> **Problem description**:
Search the entries below for "column". Report each line where it occurs.
[Records for this task]
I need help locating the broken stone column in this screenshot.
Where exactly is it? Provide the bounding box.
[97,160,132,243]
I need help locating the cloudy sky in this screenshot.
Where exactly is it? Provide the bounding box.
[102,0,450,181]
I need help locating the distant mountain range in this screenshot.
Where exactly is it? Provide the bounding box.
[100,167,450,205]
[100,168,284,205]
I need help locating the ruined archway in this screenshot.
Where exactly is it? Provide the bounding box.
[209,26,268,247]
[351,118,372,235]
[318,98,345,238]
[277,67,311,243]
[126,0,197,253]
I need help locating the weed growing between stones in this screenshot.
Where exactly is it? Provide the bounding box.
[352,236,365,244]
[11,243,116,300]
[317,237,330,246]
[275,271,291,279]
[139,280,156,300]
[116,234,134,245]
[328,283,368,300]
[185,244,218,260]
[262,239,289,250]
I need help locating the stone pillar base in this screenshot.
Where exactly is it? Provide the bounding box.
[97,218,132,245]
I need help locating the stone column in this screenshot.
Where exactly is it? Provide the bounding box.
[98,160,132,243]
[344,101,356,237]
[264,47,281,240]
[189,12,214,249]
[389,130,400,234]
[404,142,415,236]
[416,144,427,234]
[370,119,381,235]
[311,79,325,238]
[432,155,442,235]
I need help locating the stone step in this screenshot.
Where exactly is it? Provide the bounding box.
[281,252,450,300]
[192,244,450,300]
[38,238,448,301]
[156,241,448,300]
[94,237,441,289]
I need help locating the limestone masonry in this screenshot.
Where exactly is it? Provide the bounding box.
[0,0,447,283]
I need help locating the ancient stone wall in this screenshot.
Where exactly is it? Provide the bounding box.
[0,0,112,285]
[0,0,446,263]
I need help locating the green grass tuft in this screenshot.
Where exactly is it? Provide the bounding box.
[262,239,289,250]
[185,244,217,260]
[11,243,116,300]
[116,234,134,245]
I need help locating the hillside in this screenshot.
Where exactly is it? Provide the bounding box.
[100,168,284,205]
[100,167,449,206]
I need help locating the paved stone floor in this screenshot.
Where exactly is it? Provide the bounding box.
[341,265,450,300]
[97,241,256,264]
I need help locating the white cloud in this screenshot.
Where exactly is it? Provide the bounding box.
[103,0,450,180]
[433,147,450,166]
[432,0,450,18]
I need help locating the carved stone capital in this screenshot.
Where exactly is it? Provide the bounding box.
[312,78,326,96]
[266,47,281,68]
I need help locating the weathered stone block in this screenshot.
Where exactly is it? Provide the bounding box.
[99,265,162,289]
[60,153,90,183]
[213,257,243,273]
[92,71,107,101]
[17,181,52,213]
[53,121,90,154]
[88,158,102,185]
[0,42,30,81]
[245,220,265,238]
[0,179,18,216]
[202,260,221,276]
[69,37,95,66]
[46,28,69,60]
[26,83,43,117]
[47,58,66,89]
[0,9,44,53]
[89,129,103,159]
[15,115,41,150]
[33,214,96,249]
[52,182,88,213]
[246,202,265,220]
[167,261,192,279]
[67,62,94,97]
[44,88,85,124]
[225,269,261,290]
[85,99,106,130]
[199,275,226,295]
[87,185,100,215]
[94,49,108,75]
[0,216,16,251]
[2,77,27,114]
[/Records for this task]
> **Exercise solution**:
I need help locating the broken stone column in this screenshot.
I need help locating the stone column in this screenshot.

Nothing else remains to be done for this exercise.